-- What to produce --
Leaving the images behind, copy every line of the records exactly.

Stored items
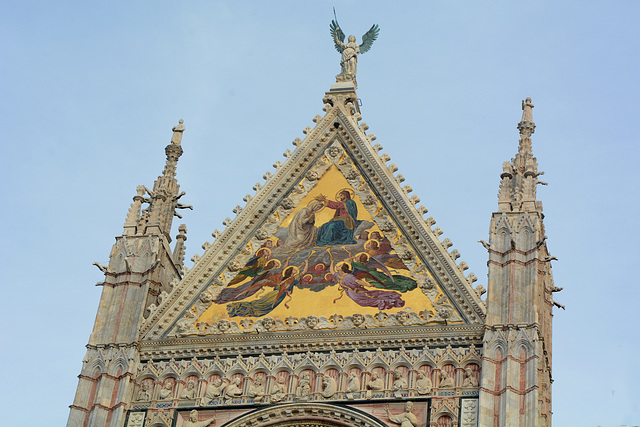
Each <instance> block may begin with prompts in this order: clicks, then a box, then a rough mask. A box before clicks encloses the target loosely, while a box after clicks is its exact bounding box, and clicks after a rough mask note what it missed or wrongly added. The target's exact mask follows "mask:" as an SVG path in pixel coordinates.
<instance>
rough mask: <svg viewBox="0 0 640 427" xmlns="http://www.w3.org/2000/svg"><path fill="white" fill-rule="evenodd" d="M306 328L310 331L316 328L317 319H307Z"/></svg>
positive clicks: (316, 325) (313, 317) (309, 316)
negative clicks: (312, 329) (306, 326)
mask: <svg viewBox="0 0 640 427" xmlns="http://www.w3.org/2000/svg"><path fill="white" fill-rule="evenodd" d="M307 326H308V327H309V328H311V329H314V328H315V327H316V326H318V317H316V316H309V317H307Z"/></svg>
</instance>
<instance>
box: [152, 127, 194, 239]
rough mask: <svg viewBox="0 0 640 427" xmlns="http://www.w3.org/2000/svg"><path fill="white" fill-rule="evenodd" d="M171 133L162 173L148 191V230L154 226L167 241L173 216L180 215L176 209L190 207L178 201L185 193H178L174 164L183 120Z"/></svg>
mask: <svg viewBox="0 0 640 427" xmlns="http://www.w3.org/2000/svg"><path fill="white" fill-rule="evenodd" d="M171 130H172V131H173V135H172V137H171V143H170V144H169V145H167V146H166V147H165V149H164V152H165V154H166V156H167V160H166V163H165V166H164V170H163V171H162V175H161V176H159V177H158V179H157V180H156V181H155V182H154V184H153V190H152V191H149V194H150V195H151V200H150V206H149V225H148V230H149V231H152V230H153V229H154V228H155V229H156V231H159V232H161V233H163V234H164V235H165V236H166V237H167V239H168V240H169V242H170V241H171V237H170V236H169V233H170V232H171V224H172V222H173V217H174V216H178V217H180V215H179V214H178V213H176V209H183V208H190V209H193V207H191V206H187V205H183V204H181V203H178V199H180V197H182V196H183V195H184V194H185V193H184V192H182V193H180V185H178V181H177V179H176V166H177V164H178V160H179V159H180V156H182V152H183V151H182V147H181V145H180V144H181V143H182V133H183V132H184V130H185V127H184V120H182V119H180V121H179V123H178V125H177V126H174V127H173V128H172V129H171Z"/></svg>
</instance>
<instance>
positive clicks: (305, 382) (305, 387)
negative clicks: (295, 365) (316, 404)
mask: <svg viewBox="0 0 640 427" xmlns="http://www.w3.org/2000/svg"><path fill="white" fill-rule="evenodd" d="M310 395H311V380H310V379H309V373H308V372H303V373H302V376H301V377H300V380H299V381H298V390H297V391H296V396H297V398H298V399H300V400H308V399H309V396H310Z"/></svg>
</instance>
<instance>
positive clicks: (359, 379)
mask: <svg viewBox="0 0 640 427" xmlns="http://www.w3.org/2000/svg"><path fill="white" fill-rule="evenodd" d="M359 391H360V378H358V374H356V373H355V372H351V373H350V374H349V382H348V383H347V390H346V392H347V399H355V396H354V395H353V393H358V392H359Z"/></svg>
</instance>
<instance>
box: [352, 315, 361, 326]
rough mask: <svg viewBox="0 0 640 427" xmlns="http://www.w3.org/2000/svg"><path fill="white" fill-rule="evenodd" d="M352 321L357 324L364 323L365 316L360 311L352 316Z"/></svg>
mask: <svg viewBox="0 0 640 427" xmlns="http://www.w3.org/2000/svg"><path fill="white" fill-rule="evenodd" d="M351 321H352V322H353V324H354V325H355V326H360V325H362V324H363V323H364V316H363V315H362V314H360V313H356V314H354V315H353V316H351Z"/></svg>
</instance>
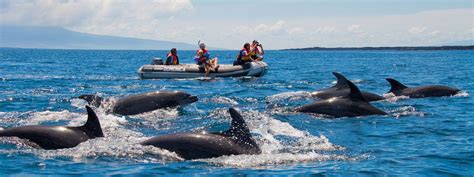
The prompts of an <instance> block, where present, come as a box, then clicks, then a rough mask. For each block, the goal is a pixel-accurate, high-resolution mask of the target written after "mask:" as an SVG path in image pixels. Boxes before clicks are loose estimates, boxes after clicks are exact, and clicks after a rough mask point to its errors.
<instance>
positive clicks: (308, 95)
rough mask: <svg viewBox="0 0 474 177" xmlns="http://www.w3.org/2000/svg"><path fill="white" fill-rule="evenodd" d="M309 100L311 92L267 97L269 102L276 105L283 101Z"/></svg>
mask: <svg viewBox="0 0 474 177" xmlns="http://www.w3.org/2000/svg"><path fill="white" fill-rule="evenodd" d="M307 98H311V93H310V92H305V91H297V92H285V93H279V94H275V95H272V96H269V97H267V102H270V103H275V102H278V101H282V100H289V101H295V100H301V99H307Z"/></svg>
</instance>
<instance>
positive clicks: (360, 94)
mask: <svg viewBox="0 0 474 177" xmlns="http://www.w3.org/2000/svg"><path fill="white" fill-rule="evenodd" d="M347 85H349V89H350V92H349V95H347V97H349V98H350V99H352V100H360V101H364V102H368V101H367V99H365V97H364V95H362V93H361V92H360V90H359V88H358V87H357V86H356V85H355V84H354V83H352V82H351V81H347Z"/></svg>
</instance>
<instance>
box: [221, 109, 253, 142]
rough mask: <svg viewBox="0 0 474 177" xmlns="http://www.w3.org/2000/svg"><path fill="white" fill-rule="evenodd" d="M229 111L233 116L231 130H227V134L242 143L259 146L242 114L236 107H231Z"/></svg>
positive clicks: (230, 115) (229, 129) (231, 122)
mask: <svg viewBox="0 0 474 177" xmlns="http://www.w3.org/2000/svg"><path fill="white" fill-rule="evenodd" d="M229 113H230V116H231V117H232V122H231V125H230V128H229V130H227V131H226V132H225V134H226V135H227V136H230V137H231V138H232V139H234V141H235V142H237V143H239V144H241V145H245V146H250V147H253V148H258V145H257V143H256V142H255V140H254V139H253V138H252V135H251V134H250V130H249V128H248V127H247V124H246V123H245V120H244V118H243V117H242V115H240V114H239V112H237V110H235V109H234V108H229Z"/></svg>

-- Exercise response --
Each <instance> block may begin with prompts in this order: clicks, then a box, then a rough mask. A box before clicks encloses the target loosely, while a box after clicks is its exact bounding box, and clicks after a rough mask note what it missed or wrongly added. The target's exact mask follows "mask:" as an SVG path in pixel coordinates.
<instance>
rough mask: <svg viewBox="0 0 640 427" xmlns="http://www.w3.org/2000/svg"><path fill="white" fill-rule="evenodd" d="M306 328L310 331L316 328L317 319H307Z"/></svg>
positive clicks: (316, 325) (313, 317) (309, 316)
negative clicks: (312, 329) (306, 326)
mask: <svg viewBox="0 0 640 427" xmlns="http://www.w3.org/2000/svg"><path fill="white" fill-rule="evenodd" d="M307 326H308V327H309V328H311V329H314V328H315V327H316V326H318V317H316V316H309V317H307Z"/></svg>
</instance>
<instance>
box: [152, 127, 194, 239]
rough mask: <svg viewBox="0 0 640 427" xmlns="http://www.w3.org/2000/svg"><path fill="white" fill-rule="evenodd" d="M171 133L162 173L148 191V230L154 226L167 241L173 216L180 215L176 209L190 207L178 201L185 193H178L174 164L183 120Z"/></svg>
mask: <svg viewBox="0 0 640 427" xmlns="http://www.w3.org/2000/svg"><path fill="white" fill-rule="evenodd" d="M171 130H172V131H173V135H172V137H171V143H170V144H169V145H167V146H166V147H165V149H164V152H165V154H166V156H167V160H166V163H165V166H164V170H163V171H162V175H161V176H159V177H158V179H157V180H156V181H155V182H154V184H153V190H152V191H149V194H150V195H151V200H150V206H149V225H148V230H149V231H152V230H153V229H154V228H155V229H156V231H159V232H161V233H163V234H164V235H165V236H166V237H167V239H168V240H169V242H170V241H171V237H170V236H169V233H170V232H171V224H172V222H173V217H174V216H178V217H180V215H179V214H178V213H176V209H183V208H190V209H193V207H191V206H187V205H183V204H181V203H178V199H180V197H182V196H183V195H184V194H185V193H184V192H182V193H180V185H178V181H177V179H176V166H177V164H178V160H179V159H180V156H182V152H183V151H182V147H181V145H180V144H181V143H182V133H183V132H184V130H185V127H184V120H182V119H180V121H179V123H178V125H177V126H174V127H173V128H172V129H171Z"/></svg>
</instance>
<instance>
positive clicks: (305, 382) (305, 387)
negative clicks: (295, 365) (316, 404)
mask: <svg viewBox="0 0 640 427" xmlns="http://www.w3.org/2000/svg"><path fill="white" fill-rule="evenodd" d="M310 395H311V380H310V379H309V373H308V372H303V373H302V376H301V377H300V380H299V381H298V390H297V391H296V396H297V398H298V399H300V400H308V399H309V396H310Z"/></svg>
</instance>
<instance>
positive clicks: (359, 379)
mask: <svg viewBox="0 0 640 427" xmlns="http://www.w3.org/2000/svg"><path fill="white" fill-rule="evenodd" d="M359 391H360V378H358V374H356V373H355V372H351V373H350V374H349V382H348V383H347V390H346V392H347V399H355V396H354V395H353V393H358V392H359Z"/></svg>
</instance>
<instance>
box: [352, 315, 361, 326]
rough mask: <svg viewBox="0 0 640 427" xmlns="http://www.w3.org/2000/svg"><path fill="white" fill-rule="evenodd" d="M352 321L357 324L364 323L365 316L360 311L352 316Z"/></svg>
mask: <svg viewBox="0 0 640 427" xmlns="http://www.w3.org/2000/svg"><path fill="white" fill-rule="evenodd" d="M351 321H352V322H353V324H354V325H355V326H360V325H362V324H363V323H364V316H363V315H362V314H360V313H356V314H354V315H353V316H351Z"/></svg>
</instance>
The prompts of an <instance> block, where present, come as a box, then clicks, then a rough mask. For each block, the goal is a pixel-accurate, high-resolution mask of the target written after "mask:" as an SVG path in image pixels. Boxes before clicks are loose estimates, boxes after clicks are exact, and clicks after a rough mask point to its errors.
<instance>
positive clicks: (308, 95)
rough mask: <svg viewBox="0 0 474 177" xmlns="http://www.w3.org/2000/svg"><path fill="white" fill-rule="evenodd" d="M309 100L311 92L267 97L269 102L276 105L283 101Z"/></svg>
mask: <svg viewBox="0 0 474 177" xmlns="http://www.w3.org/2000/svg"><path fill="white" fill-rule="evenodd" d="M307 98H311V93H310V92H305V91H297V92H285V93H279V94H275V95H272V96H269V97H267V102H270V103H275V102H278V101H282V100H289V101H295V100H301V99H307Z"/></svg>
</instance>
<instance>
positive clicks: (360, 94)
mask: <svg viewBox="0 0 474 177" xmlns="http://www.w3.org/2000/svg"><path fill="white" fill-rule="evenodd" d="M347 85H349V89H350V92H349V95H347V97H349V98H350V99H352V100H360V101H364V102H368V101H367V99H365V97H364V95H362V93H361V92H360V90H359V88H358V87H357V86H356V85H355V84H354V83H352V82H351V81H347Z"/></svg>
</instance>
<instance>
box: [221, 109, 253, 142]
rough mask: <svg viewBox="0 0 474 177" xmlns="http://www.w3.org/2000/svg"><path fill="white" fill-rule="evenodd" d="M229 111L233 116L231 130H227V134L242 143L259 146L242 114L236 107H231Z"/></svg>
positive clicks: (230, 115) (229, 129) (231, 122)
mask: <svg viewBox="0 0 474 177" xmlns="http://www.w3.org/2000/svg"><path fill="white" fill-rule="evenodd" d="M229 113H230V116H231V117H232V122H231V125H230V128H229V130H227V131H226V132H225V134H226V135H227V136H230V137H231V138H232V139H234V141H235V142H237V143H239V144H241V145H245V146H250V147H253V148H258V145H257V143H256V142H255V140H254V139H253V138H252V135H251V134H250V130H249V128H248V127H247V124H246V123H245V120H244V118H243V117H242V115H240V114H239V112H237V110H235V109H234V108H229Z"/></svg>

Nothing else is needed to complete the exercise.